● **To do**:
Whenever a line in the records below holds the string "instance", copy it out.

Excerpted data START

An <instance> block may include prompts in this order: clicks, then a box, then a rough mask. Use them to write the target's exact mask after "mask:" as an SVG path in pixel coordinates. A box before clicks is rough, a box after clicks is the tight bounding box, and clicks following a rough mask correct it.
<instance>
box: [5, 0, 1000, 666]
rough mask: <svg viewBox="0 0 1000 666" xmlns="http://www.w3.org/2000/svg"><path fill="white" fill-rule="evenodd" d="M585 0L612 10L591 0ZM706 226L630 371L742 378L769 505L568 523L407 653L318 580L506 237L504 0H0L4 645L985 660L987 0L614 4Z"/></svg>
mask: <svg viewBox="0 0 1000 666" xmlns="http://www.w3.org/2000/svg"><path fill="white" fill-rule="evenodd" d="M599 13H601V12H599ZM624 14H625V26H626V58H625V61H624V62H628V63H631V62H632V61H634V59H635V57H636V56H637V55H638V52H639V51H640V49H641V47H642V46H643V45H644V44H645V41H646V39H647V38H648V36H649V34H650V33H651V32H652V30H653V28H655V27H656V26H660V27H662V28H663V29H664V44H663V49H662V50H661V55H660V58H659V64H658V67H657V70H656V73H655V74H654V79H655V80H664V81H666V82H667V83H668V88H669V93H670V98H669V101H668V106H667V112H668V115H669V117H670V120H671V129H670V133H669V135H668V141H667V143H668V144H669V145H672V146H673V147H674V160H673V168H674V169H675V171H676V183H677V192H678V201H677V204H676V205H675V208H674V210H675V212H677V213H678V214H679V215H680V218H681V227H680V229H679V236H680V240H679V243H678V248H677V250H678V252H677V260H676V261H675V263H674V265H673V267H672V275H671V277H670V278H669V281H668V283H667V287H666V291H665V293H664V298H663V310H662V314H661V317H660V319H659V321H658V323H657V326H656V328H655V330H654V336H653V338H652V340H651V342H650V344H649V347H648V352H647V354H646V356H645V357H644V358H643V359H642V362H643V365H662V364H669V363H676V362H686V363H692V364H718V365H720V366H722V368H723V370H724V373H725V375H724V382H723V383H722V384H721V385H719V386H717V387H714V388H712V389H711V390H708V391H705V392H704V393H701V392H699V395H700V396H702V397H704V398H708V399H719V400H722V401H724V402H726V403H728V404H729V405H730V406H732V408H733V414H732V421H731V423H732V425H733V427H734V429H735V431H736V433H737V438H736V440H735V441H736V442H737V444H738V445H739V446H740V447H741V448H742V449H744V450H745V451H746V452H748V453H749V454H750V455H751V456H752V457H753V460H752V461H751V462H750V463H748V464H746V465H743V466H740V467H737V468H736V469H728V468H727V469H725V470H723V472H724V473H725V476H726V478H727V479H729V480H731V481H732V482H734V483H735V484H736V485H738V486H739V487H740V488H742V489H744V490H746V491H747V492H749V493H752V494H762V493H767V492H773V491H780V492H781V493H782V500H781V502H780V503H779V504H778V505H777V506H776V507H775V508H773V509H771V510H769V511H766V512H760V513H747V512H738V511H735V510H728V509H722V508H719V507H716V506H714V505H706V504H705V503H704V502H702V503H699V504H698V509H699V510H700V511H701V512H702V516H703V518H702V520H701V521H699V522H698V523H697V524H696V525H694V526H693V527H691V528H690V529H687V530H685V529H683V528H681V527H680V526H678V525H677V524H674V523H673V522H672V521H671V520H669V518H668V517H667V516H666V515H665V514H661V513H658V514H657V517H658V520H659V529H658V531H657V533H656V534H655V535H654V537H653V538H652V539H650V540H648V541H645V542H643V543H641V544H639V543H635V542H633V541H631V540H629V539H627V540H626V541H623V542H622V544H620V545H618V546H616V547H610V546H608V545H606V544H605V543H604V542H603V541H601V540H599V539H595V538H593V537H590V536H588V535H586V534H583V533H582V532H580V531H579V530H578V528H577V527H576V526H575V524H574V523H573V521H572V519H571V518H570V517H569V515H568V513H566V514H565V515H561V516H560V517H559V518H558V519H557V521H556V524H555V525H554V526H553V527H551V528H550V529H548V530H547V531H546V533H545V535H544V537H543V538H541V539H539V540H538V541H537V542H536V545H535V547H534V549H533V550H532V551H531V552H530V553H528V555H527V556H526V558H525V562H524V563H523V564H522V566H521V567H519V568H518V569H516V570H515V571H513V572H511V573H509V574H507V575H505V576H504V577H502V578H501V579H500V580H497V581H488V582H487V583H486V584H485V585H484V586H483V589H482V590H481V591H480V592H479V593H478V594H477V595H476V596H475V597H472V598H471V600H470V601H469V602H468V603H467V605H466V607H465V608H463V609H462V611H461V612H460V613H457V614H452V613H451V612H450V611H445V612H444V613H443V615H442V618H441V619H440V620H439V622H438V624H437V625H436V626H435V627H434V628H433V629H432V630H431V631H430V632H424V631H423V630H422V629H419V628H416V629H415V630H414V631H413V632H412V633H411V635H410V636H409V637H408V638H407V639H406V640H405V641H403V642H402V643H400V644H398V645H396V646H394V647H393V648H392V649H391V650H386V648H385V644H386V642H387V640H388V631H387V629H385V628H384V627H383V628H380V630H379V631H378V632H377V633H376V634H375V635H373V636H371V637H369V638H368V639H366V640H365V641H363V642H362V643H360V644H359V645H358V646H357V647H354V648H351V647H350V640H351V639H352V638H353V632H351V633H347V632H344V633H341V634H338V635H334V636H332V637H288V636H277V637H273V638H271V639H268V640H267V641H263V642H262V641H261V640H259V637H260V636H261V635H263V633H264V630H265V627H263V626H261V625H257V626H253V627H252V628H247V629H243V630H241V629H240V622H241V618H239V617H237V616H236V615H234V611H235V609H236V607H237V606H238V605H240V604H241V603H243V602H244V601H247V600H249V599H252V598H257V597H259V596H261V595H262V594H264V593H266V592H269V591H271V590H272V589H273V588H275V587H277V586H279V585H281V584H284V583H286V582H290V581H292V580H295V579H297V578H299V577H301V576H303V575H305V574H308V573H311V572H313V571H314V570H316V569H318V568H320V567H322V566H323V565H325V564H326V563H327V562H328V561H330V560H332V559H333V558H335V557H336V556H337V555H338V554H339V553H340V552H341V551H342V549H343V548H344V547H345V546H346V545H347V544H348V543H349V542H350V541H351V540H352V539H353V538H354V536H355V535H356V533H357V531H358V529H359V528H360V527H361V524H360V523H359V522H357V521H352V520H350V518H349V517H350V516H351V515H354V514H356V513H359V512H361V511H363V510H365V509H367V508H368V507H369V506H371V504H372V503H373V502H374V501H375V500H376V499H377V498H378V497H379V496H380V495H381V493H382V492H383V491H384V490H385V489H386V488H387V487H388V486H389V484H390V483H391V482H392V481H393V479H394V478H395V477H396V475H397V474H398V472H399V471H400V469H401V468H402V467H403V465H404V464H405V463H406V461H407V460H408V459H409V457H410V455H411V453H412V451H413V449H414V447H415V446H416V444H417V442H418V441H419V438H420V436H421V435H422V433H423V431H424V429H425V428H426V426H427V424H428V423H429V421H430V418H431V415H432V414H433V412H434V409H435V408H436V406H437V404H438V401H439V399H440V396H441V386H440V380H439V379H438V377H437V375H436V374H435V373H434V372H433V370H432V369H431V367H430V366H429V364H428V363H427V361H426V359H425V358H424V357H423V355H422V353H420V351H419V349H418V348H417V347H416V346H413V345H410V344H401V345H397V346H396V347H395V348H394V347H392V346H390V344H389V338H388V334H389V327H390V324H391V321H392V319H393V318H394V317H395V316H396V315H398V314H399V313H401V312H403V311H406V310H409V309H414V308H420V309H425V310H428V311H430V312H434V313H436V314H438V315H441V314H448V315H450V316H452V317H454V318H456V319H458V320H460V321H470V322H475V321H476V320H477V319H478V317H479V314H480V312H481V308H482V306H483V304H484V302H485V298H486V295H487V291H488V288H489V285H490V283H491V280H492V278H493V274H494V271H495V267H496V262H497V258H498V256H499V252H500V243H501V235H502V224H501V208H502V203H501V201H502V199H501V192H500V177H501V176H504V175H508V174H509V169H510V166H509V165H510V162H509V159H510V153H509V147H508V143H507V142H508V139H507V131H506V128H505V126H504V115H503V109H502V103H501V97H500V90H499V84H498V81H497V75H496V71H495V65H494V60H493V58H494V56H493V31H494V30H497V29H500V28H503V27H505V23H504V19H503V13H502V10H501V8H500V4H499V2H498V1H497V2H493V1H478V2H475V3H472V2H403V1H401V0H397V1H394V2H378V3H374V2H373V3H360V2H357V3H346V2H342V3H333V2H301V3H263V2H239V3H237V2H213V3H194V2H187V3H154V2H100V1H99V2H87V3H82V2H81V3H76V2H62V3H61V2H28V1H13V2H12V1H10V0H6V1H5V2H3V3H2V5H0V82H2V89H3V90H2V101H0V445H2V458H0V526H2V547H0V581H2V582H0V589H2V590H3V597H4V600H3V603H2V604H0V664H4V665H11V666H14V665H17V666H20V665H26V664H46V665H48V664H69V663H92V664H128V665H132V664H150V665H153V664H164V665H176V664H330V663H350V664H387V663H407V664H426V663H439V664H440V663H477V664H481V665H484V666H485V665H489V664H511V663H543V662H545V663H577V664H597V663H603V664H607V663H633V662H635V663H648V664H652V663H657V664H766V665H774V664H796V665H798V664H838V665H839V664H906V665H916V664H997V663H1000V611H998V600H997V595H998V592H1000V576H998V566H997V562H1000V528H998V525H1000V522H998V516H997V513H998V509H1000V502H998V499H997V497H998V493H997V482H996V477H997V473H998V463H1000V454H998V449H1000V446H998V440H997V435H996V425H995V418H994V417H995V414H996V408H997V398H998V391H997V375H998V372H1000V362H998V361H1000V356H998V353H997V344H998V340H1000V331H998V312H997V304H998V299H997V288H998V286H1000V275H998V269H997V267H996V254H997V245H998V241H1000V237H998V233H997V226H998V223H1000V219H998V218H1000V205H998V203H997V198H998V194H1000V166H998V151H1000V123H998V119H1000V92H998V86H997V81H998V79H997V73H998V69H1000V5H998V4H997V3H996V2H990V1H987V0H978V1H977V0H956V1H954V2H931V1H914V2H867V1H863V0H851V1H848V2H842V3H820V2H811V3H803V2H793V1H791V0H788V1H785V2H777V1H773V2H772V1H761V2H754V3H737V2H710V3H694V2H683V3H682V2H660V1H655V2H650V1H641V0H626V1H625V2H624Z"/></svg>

Excerpted data END

● **Answer to the exercise**:
An <instance> block may include prompts in this order: clicks, then a box, then a rough mask. Use them to write the target's exact mask after "mask:" as an SVG path in pixel coordinates. A box before clicks is rough, a box after clicks is the tight bounding box, and clicks following a rough mask correct it.
<instance>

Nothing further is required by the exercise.